_Task_. Copy out the entries exactly, from the first line to the last.

_Given records_.
+===+
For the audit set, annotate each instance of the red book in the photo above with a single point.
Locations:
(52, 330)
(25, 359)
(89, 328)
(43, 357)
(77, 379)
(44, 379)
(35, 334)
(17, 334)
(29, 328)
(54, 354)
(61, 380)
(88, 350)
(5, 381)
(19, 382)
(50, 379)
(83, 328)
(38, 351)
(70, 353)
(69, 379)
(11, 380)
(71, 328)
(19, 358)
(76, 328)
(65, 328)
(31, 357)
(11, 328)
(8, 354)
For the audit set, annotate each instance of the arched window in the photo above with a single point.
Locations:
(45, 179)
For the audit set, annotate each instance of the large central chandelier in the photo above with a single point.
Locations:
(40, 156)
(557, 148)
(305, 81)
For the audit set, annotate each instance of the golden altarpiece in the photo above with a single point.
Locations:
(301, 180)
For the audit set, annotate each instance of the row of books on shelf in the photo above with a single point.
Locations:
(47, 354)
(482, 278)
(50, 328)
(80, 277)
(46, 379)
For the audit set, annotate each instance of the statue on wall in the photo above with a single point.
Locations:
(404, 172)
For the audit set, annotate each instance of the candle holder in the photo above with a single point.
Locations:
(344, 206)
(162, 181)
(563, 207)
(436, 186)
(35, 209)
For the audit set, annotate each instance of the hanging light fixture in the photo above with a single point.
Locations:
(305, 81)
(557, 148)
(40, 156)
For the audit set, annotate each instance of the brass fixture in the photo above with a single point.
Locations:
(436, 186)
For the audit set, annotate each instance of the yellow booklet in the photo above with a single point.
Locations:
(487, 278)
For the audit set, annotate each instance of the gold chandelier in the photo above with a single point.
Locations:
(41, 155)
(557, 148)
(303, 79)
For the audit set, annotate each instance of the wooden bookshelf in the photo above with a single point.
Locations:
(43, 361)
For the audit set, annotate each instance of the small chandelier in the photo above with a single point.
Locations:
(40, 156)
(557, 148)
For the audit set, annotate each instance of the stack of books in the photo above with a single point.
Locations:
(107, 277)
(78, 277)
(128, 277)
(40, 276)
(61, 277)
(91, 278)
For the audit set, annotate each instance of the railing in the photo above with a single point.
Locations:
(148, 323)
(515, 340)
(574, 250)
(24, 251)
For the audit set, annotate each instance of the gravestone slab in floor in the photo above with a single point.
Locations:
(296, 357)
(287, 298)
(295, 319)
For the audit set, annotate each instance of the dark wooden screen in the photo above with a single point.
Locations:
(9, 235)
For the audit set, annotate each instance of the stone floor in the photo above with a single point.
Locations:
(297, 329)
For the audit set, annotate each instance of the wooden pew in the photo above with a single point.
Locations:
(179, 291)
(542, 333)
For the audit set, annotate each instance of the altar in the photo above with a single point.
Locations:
+===+
_The solution_.
For the audit set, annotate each instance of the red book in the photo above with a single point.
Locations:
(52, 330)
(25, 359)
(89, 328)
(43, 357)
(77, 379)
(44, 379)
(35, 334)
(17, 334)
(29, 328)
(54, 354)
(61, 380)
(88, 350)
(5, 381)
(19, 382)
(50, 379)
(83, 328)
(38, 351)
(70, 353)
(69, 379)
(11, 380)
(71, 328)
(19, 358)
(76, 328)
(65, 328)
(31, 357)
(11, 328)
(8, 354)
For the audit set, annotate each instance of the arched window in the photo above with a single point.
Locations:
(45, 179)
For the audit set, annotate each instance of the large central chandelier in the photo above with a single point.
Locations:
(40, 156)
(557, 148)
(305, 81)
For the audit set, annotate each instance of the golden altarpiece in the photo above with a single point.
Locations:
(301, 180)
For the audit set, annotate each instance of the row of books on shelf in the photo above with a single point.
Locations:
(47, 354)
(482, 278)
(50, 328)
(80, 277)
(46, 379)
For the audit set, annotate each instance of the statue on wall in the photo above with a single point.
Locations:
(404, 172)
For the audit set, annotate each instance of the candle holder in the photo above with a single point.
Locations:
(344, 206)
(162, 181)
(563, 207)
(436, 186)
(35, 209)
For the audit set, annotate each instance of the hanging light fixture in the photo above with a single point.
Locations:
(305, 81)
(557, 148)
(40, 156)
For the audit set, annotate each instance of the brass fixture in the photo above with a single point.
Locations:
(436, 186)
For the audit set, annotate each instance of the yellow booklet in the photo above with a single point.
Locations:
(487, 278)
For the audit set, annotate each instance of the gold chandelier in the photo above with a single point.
Locations:
(41, 155)
(557, 148)
(303, 79)
For the audit set, annotate each instance of the wooden bookshelf in the photo above with a single point.
Locations:
(43, 361)
For the audit set, annotate each instance of the small chandelier in the photo above with a single point.
Locations:
(40, 156)
(557, 148)
For the audit set, annotate each instance of the stack of books in the photo above with a single point.
Locations:
(107, 277)
(78, 277)
(128, 277)
(40, 276)
(61, 277)
(91, 278)
For the audit set, annotate each instance of the railing in the photo above with a single point.
Locations:
(148, 323)
(515, 340)
(574, 250)
(24, 251)
For the audit set, annotate each instance of the gravestone slab in floor in the photo above with a single point.
Locations:
(296, 357)
(287, 298)
(295, 319)
For the audit set, annotate each instance of the dark wooden screen in the photo above with a single point.
Locations:
(9, 235)
For the audit set, annotate each instance of the stone floor in the photo above with a single point.
Locations:
(297, 329)
For the audit set, annotate each instance of the wooden pew in the photo above with a single point.
Locations:
(179, 291)
(542, 333)
For the audit set, annotate each instance of the altar in the photo above with a single point.
Locations:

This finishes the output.